The request: Can you update the records below so that every "one instance to a line" becomes "one instance per line", with nothing else altered?

Data items:
-=-=-
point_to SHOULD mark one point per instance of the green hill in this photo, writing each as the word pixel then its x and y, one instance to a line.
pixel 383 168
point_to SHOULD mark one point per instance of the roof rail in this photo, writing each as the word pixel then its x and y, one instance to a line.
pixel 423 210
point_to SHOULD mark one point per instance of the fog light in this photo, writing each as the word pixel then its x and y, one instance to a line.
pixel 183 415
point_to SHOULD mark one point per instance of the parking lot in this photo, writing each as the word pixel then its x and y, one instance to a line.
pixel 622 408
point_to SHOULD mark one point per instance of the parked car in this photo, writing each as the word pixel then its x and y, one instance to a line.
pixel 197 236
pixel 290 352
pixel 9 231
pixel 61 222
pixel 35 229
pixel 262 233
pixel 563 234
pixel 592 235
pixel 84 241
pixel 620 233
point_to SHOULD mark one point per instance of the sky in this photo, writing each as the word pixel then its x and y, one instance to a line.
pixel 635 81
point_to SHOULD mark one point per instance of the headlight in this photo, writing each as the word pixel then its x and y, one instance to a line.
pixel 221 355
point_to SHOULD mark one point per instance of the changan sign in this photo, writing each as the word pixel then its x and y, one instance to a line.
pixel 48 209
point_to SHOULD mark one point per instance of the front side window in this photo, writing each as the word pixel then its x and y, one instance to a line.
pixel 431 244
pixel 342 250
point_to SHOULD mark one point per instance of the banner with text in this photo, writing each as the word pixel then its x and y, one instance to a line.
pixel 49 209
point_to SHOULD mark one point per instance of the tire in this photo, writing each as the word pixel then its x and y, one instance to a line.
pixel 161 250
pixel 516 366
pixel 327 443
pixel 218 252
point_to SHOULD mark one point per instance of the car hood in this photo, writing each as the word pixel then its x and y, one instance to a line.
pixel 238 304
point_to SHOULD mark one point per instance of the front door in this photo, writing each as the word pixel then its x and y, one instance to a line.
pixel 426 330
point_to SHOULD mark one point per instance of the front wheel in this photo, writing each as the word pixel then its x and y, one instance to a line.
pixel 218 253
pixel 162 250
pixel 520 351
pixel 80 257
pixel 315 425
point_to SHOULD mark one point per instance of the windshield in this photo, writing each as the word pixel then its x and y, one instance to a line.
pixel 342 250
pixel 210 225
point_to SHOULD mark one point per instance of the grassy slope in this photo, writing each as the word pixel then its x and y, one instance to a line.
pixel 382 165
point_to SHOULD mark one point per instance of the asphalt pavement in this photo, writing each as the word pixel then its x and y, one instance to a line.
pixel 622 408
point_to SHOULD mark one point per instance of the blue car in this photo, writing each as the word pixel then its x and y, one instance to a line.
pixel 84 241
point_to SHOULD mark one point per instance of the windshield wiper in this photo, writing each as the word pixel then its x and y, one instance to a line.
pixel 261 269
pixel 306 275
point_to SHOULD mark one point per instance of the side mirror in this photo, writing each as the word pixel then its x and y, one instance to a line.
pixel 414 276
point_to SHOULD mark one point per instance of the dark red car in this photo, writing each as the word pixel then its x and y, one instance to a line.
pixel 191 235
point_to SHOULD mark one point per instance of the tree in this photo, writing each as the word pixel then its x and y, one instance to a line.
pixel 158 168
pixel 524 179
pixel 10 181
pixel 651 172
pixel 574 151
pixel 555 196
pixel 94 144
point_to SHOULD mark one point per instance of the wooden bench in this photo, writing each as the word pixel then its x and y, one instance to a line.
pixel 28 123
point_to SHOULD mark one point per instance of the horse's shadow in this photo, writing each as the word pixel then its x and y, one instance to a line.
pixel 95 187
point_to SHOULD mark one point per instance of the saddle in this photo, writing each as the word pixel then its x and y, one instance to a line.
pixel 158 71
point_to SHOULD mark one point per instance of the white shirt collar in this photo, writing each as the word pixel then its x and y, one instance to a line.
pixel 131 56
-=-=-
Task result:
point_to SHOULD mark one point per instance of the green hill in this photo, writing each as the word pixel then its x and y, one instance per line.
pixel 383 168
point_to SHOULD mark one point per instance of the roof rail in this photo, writing each as the word pixel then its x and y, one instance per line.
pixel 423 210
point_to SHOULD mark one point per instance of the fog light in this photo, writing each as the word pixel then its x and y, one instance per line.
pixel 183 415
point_to SHOULD mark one point per instance of the parking lot in this photo, writing each as the word pixel then its x and y, one instance per line.
pixel 622 408
point_to SHOULD mark one point per instance of the parked car in this photo, writing each as the word pixel then its x and y, one instance per line.
pixel 197 236
pixel 290 352
pixel 9 231
pixel 61 222
pixel 35 229
pixel 262 233
pixel 563 234
pixel 592 235
pixel 84 241
pixel 620 233
point_to SHOULD mark one point per instance of the sky in this photo, writing each as the word pixel then its x and y, one instance per line.
pixel 635 81
point_to SHOULD mark one point per instance of the headlight in this photo, writing each as the word pixel then its x and y, one instance per line.
pixel 221 355
point_to SHOULD mark one point per instance of the changan sign in this photo, writing each as the word pixel then its x and y, one instance per line.
pixel 48 209
point_to SHOULD mark one point per instance of the front side window in this photo, writing each as the word pixel then its x and y, one instance per line.
pixel 431 244
pixel 342 250
point_to SHOULD mark one point per instance of the banner with text in this photo, writing each as the word pixel then its x and y, one instance per line.
pixel 49 209
point_to SHOULD mark one point per instance of the tire in this photo, writing each as the word pixel then its x and y, one instance per line.
pixel 161 250
pixel 516 366
pixel 327 443
pixel 218 252
point_to SHOULD mark one point per instance of the car hood in this photo, writing each as the word pixel then its x and y, one instance per line.
pixel 238 304
point_to SHOULD mark one point per instance of the front door in this photo, writing each as the word pixel then its x and y, one instance per line.
pixel 426 330
point_to SHOULD mark one point per instance of the front wheel in this photo, writing each as the word pixel then its x and y, one instance per line.
pixel 218 253
pixel 162 250
pixel 520 351
pixel 80 257
pixel 315 425
point_to SHOULD mark one point per instance of the windshield in this photo, writing each as the word pixel then its x and y, one instance per line.
pixel 342 250
pixel 210 225
point_to SHOULD mark one point per instance of the grassy slope in this photo, writing each as the word pixel then its x and y, one instance per line.
pixel 382 165
point_to SHOULD mark one point per instance of the asphalt pavement in this photo, writing each as the word pixel then its x and y, one instance per line.
pixel 622 408
point_to SHOULD mark one point per instance of the blue car in this photo, writing each as the word pixel then its x and y, one instance per line.
pixel 84 241
point_to SHOULD mark one point per instance of the windshield wiper in this photo, writing each as the word pixel then its x and y, one instance per line.
pixel 261 269
pixel 306 275
point_to SHOULD mark one point per instance of the side mirror in this photo, writing each as the word pixel then its x and y, one instance per line.
pixel 414 276
point_to SHOULD mark one point per instance of the dark red car in this photo, writing each as the word pixel then its x and y, one instance per line.
pixel 191 235
point_to SHOULD mark one point per instance of the tree in this photo, writing each as the word pixel then its x and y, one instance per line.
pixel 158 168
pixel 524 179
pixel 10 181
pixel 651 172
pixel 574 151
pixel 555 196
pixel 94 144
point_to SHOULD mark one point per instance of the wooden bench in this photo, writing each as the word pixel then its x and y, one instance per line.
pixel 28 123
point_to SHOULD mark one point per instance of the horse's shadow in this photo, writing each as the word pixel then its x and y, one instance per line.
pixel 95 187
point_to SHOULD mark one point per instance of the saddle in this photo, writing each as the word pixel then its x and y, one instance per line.
pixel 158 71
point_to SHOULD mark one point per instance of the white shirt collar in this photo, writing each as the word pixel then its x and y, one instance per line.
pixel 131 56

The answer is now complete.